:: Records shown ::
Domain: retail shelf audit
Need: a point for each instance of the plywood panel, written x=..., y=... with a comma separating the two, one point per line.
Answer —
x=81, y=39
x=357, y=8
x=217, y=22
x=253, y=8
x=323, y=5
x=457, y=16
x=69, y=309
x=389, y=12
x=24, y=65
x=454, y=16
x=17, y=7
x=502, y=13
:::
Exercise directions ->
Could you reproduce every record exactly as it appears?

Written solution ->
Domain: retail shelf audit
Need: a point for each instance of the plywood panel, written x=..., y=... with a comma separating the two, one point per line.
Answer —
x=81, y=39
x=357, y=8
x=217, y=22
x=253, y=8
x=323, y=5
x=457, y=16
x=69, y=309
x=389, y=12
x=24, y=65
x=454, y=16
x=17, y=7
x=502, y=13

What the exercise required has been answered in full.